- TASK STATEMENT
In the entries below, find the line with "the blue sky" and the line with "of the badland". Return those two lines and all lines between them, exactly.

===== INPUT FOR THIS TASK =====

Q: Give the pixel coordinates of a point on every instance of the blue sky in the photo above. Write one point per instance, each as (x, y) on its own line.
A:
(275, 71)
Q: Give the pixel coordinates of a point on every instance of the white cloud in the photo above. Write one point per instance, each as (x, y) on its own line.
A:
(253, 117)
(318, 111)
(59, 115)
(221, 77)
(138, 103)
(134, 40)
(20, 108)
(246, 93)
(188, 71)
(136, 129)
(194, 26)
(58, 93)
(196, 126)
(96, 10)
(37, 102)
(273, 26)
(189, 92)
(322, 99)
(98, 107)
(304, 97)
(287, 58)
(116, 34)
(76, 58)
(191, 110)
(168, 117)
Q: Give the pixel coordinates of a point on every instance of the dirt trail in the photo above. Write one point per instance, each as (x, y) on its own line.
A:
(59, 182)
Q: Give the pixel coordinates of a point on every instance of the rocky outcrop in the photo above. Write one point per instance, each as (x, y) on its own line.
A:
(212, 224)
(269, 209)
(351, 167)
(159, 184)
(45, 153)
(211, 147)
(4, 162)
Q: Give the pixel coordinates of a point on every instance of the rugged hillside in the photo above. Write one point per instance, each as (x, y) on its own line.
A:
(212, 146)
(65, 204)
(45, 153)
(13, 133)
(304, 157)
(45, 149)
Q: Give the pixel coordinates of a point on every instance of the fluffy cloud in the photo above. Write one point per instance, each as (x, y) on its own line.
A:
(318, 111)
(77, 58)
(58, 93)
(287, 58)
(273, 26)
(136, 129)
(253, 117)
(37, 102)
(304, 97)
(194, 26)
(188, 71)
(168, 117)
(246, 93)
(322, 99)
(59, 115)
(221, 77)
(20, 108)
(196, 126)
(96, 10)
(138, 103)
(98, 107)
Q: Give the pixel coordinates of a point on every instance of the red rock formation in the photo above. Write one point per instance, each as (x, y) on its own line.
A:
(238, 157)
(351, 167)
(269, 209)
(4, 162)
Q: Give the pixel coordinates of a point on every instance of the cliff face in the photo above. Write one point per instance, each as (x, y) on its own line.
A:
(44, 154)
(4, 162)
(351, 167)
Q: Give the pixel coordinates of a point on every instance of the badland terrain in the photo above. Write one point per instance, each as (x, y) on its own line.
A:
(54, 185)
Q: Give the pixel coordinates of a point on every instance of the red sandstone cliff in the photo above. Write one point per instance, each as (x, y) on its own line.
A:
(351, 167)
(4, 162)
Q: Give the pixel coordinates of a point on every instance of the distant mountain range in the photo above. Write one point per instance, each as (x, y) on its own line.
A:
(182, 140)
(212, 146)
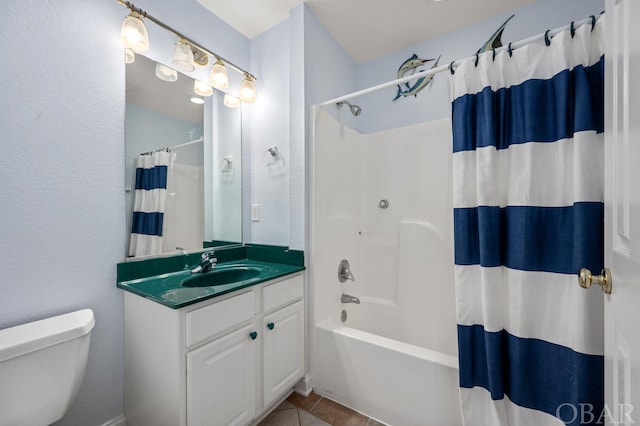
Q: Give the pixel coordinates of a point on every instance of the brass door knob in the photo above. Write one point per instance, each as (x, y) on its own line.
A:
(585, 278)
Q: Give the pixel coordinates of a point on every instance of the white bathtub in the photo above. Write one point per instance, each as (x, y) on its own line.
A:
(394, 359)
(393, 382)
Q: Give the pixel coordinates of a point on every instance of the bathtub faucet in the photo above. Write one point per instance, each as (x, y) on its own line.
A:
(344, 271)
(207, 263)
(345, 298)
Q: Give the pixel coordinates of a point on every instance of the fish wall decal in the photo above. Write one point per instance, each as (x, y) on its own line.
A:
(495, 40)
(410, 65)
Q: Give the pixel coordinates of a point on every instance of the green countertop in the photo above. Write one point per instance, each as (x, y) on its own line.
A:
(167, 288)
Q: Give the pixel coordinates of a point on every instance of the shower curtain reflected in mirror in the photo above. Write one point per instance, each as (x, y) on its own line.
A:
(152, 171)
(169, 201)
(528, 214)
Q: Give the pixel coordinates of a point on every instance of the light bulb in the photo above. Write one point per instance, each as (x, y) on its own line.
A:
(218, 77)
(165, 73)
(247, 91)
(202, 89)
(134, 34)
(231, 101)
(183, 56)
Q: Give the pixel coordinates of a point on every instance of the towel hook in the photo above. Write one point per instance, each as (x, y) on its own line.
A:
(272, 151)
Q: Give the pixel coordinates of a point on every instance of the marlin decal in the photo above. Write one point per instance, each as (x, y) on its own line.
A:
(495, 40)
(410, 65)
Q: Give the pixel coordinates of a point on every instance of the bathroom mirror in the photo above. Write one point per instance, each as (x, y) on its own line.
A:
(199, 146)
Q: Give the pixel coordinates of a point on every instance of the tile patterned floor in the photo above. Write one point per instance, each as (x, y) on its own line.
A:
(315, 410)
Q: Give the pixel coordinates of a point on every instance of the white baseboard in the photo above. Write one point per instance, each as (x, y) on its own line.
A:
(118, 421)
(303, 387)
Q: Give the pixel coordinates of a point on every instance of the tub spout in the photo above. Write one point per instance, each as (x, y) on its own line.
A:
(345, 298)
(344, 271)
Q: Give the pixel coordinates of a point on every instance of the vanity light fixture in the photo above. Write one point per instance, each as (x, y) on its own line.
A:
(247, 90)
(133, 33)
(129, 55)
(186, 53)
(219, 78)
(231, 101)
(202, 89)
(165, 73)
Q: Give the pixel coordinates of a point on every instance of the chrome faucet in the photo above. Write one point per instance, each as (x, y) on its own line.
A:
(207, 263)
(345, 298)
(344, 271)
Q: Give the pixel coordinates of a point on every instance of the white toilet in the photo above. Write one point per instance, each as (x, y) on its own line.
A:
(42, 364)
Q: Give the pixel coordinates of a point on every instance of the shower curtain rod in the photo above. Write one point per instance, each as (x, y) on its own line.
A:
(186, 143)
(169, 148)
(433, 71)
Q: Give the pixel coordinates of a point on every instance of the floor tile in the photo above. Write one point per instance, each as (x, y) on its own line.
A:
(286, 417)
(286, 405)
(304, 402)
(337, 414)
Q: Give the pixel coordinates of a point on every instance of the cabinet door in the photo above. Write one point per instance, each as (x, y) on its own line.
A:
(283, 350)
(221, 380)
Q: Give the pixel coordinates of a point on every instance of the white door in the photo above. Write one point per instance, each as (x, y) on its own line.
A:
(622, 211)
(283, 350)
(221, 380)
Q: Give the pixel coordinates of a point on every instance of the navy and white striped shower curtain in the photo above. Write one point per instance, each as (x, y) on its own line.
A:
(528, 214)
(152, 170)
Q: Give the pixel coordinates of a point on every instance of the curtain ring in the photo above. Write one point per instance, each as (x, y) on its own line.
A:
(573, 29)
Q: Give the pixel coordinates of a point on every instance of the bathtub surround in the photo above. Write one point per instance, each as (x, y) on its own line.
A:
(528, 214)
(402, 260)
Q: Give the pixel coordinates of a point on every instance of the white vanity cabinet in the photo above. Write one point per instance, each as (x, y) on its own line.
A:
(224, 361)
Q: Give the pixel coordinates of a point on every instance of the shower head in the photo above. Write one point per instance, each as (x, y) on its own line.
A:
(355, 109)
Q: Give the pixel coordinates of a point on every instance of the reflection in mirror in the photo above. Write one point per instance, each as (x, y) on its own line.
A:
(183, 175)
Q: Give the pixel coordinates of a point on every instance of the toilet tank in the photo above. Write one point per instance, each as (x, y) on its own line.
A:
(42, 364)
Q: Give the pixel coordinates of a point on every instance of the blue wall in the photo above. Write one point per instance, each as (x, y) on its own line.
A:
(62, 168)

=====
===== INPUT FOR THIS TASK =====

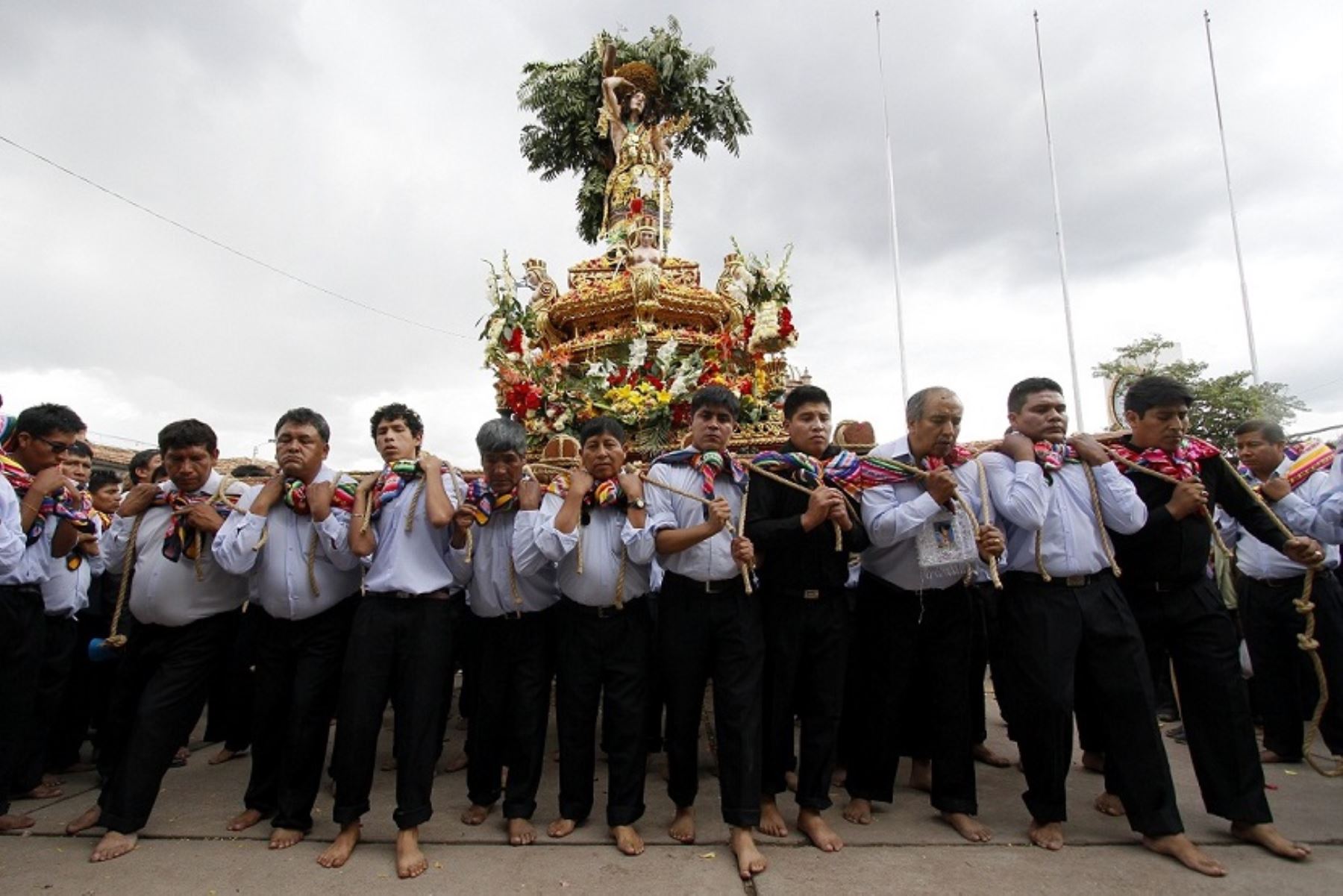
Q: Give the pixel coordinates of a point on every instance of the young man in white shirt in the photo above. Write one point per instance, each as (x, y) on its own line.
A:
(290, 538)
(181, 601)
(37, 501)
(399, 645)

=====

- WRITTEN REPLY
Q: Give the pixel coordinates of a point on every instance of the blue sky in the photo above. Write one point per instance, each as (x, y) on its own line.
A:
(275, 71)
Q: Give the pixel coordinates of a point on every instance of the white cloud in the photo above. Write one point per instance, each as (x, y) on its own line.
A:
(253, 117)
(318, 111)
(59, 115)
(221, 77)
(138, 103)
(134, 40)
(20, 108)
(246, 93)
(188, 71)
(136, 129)
(194, 26)
(58, 93)
(196, 126)
(96, 10)
(37, 102)
(273, 26)
(189, 92)
(322, 99)
(98, 107)
(304, 97)
(287, 58)
(116, 34)
(76, 58)
(191, 110)
(168, 117)
Q: Give the pixel coordinates of a point on every instance of the dirt trail in the photo above. Write one point per instance, each as (x, y) on its own line.
A:
(59, 182)
Q: Give the pixel coordinates of a point on every instance of the rocky outcrop in the photo above. Write one point per instance, each as (x, y) on its own line.
A:
(212, 224)
(269, 209)
(351, 167)
(159, 184)
(45, 153)
(211, 147)
(4, 162)
Q: Give the pixel coordinates of a point on every instance of the rugged hillside in the photo above. Write one point per instance, each as (x, y) on its own line.
A:
(212, 146)
(65, 204)
(45, 153)
(13, 133)
(304, 157)
(45, 149)
Q: Give the pixel coordinates of a point on every instance of the fluffy cloud in the photo above. Write one point per instance, each as (x, y) on its own line.
A:
(318, 111)
(77, 58)
(58, 93)
(287, 58)
(273, 26)
(136, 129)
(253, 117)
(37, 102)
(304, 97)
(194, 26)
(188, 71)
(168, 117)
(246, 93)
(322, 99)
(59, 115)
(221, 77)
(20, 108)
(196, 126)
(96, 10)
(138, 103)
(98, 107)
Q: Give the pixel coordinates of a point on every instance of the red rock formation in the photo above. Write one point per instance, each as (x, y) on its own line.
A:
(238, 157)
(351, 167)
(269, 209)
(4, 162)
Q: Give the pixel coordinates of a point on every instance of the cliff face in the photo above. Write one point per instance, each as (x, y) on its own line.
A:
(44, 154)
(4, 162)
(351, 167)
Q: Give the pixel coordinates of a point on every instance of the badland terrain in the photo above. Write one point per instance, each as (x, y) on its own line.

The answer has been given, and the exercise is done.